Table 9: First search space of the Nesterov tuning journey. The search spaces were mostly by informed guesses by the authors. $\lambda$ refers to weight decay, which is applied to all variables. Tuned for 251 trials. Trained for 2,815 steps (“72 epochs” as defined by MLPerf epoch calculations). We used a linear learning rate decay schedule that decays for all training steps, starting from $\eta_0$ and ending at $\eta_0 \times \eta_{\text{decay\_factor}}$ . Virtual batch size 128. #### D.4 Nesterov ResNet50 search space chronology Below we list the sequence of search spaces we used to arrive at our final values in Table 5. Given that the final results reported in papers are rarely found in a single iteration of experiments, we believe that it is important to document the full journey to arriving at our results. Note that although we tuned a wide range of hyperparameters to match the LARS result with Nesterov momentum, we later realized that many of these hyperparameters could be reverted to the values from the LARS pipeline (see Table 5). We started tuning with a training budget of 2,815 steps, which is the number of steps in the MLPerf 0.6 submission. We sometimes would decrease this to 2,658 steps to test how decreasing the training budget would affect tuning performance, before eventually moving to the 2,512 steps used to generate the results in the main text.

## DATASET ROWS
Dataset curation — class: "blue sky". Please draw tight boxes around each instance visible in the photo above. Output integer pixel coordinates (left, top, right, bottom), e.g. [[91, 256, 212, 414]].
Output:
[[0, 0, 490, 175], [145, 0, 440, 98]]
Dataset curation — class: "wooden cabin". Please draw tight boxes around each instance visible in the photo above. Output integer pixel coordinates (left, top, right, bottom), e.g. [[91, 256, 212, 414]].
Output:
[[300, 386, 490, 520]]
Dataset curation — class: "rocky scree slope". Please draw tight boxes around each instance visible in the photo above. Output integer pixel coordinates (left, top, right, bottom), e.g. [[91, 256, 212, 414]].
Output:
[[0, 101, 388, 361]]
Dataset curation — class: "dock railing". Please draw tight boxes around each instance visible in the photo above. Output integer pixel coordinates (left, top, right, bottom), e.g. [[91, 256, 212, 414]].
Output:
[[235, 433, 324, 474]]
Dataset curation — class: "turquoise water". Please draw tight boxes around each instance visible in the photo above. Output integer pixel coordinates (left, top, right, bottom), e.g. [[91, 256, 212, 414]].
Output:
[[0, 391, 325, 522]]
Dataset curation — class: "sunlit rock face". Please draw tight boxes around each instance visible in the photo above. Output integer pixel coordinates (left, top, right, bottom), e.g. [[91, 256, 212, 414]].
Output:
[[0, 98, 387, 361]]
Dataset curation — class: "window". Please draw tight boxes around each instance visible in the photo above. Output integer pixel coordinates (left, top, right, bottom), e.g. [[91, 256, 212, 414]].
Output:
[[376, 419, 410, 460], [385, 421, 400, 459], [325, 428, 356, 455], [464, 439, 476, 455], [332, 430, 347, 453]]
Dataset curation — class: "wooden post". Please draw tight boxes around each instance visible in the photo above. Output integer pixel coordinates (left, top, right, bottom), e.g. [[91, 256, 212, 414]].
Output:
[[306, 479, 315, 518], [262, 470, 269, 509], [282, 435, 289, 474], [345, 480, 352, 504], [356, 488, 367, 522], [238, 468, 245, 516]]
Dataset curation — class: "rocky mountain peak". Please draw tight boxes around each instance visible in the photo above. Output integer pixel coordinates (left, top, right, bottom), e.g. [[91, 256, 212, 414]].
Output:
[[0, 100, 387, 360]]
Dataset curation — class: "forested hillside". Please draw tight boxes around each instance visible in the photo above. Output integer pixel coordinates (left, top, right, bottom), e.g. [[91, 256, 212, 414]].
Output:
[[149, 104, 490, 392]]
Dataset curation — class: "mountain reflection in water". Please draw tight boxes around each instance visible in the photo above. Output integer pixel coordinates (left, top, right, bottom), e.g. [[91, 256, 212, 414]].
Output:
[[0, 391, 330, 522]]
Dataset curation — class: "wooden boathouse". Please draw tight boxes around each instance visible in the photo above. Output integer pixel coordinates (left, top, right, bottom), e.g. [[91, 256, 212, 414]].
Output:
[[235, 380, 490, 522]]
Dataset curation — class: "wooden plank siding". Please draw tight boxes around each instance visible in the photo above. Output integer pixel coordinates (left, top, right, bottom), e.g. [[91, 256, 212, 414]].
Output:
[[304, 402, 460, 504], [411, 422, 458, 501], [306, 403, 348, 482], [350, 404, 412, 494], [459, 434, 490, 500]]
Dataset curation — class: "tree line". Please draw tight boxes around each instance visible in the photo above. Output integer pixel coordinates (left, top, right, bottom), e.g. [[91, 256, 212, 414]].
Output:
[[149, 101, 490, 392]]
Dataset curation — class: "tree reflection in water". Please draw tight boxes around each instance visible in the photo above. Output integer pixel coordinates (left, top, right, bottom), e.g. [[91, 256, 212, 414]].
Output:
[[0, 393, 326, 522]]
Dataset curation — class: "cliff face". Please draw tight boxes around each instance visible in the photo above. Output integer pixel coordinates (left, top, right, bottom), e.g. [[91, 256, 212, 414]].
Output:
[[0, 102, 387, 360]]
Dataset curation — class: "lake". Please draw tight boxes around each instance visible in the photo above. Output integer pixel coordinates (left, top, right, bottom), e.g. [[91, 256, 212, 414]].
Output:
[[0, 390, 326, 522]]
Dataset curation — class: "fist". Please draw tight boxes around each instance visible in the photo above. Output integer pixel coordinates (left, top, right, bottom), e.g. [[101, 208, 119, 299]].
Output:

## THE TASKS
**A)** According to the ResNet50 tuning passage, how many trials was the first Nesterov search space tuned for?
**B)** Please extend the ResNet50 tuning passage from the point where it stops.
The records are not needed for the tasks.

## RESULTS FOR EACH TASK
**A)** 251 trials.

**B)**
	Range	Scaling
$\eta_0$	$[10^{-3}, 50.0]$	Log
$\eta_{\text{decay\_factor}}$	$\{10^{-4}, 10^{-3}, 10^{-2}, 10^{-1}\}$	Discrete
$1 - \mu$	$[10^{-3}, 1.0]$	Log
$\lambda$	$[10^{-5}, 10^{-1}]$	Log
$\tau$	$[10^{-2}, 2 \times 10^{-1}]$	Linear

Table 10: Same as Table 9 but trained for 2,658 steps (“68 epochs” as defined by MLPerf epoch calculations) for 50 trials.

	Range	Scaling
$\eta_0$	$[10^{-1}, 20.0]$	Log
$\eta_{\text{decay\_factor}}$	$\{10^{-5}, 10^{-4}, 10^{-3}\}$	Discrete
$t_{\text{decay}}$	$[2392, 2.658]$	Linear
$1 - \mu$	$[10^{-3}, 1.0]$	Log
$\lambda$	$[10^{-5}, 2 \times 10^{-1}]$	Log
$\tau$	$[10^{-2}, 2 \times 10^{-1}]$	Linear

Table 11: $\lambda$ refers to weight decay, which is now not applied to the bias and batch normalization variables. 50 trials. Trained for 2,658 steps. Linear learning rate decay schedule that decays for $t_{\text{decay}}$ steps, starting from $\eta_0$ and ending at $\eta_0 \times \eta_{\text{decay\_factor}}$ . Virtual batch size 128.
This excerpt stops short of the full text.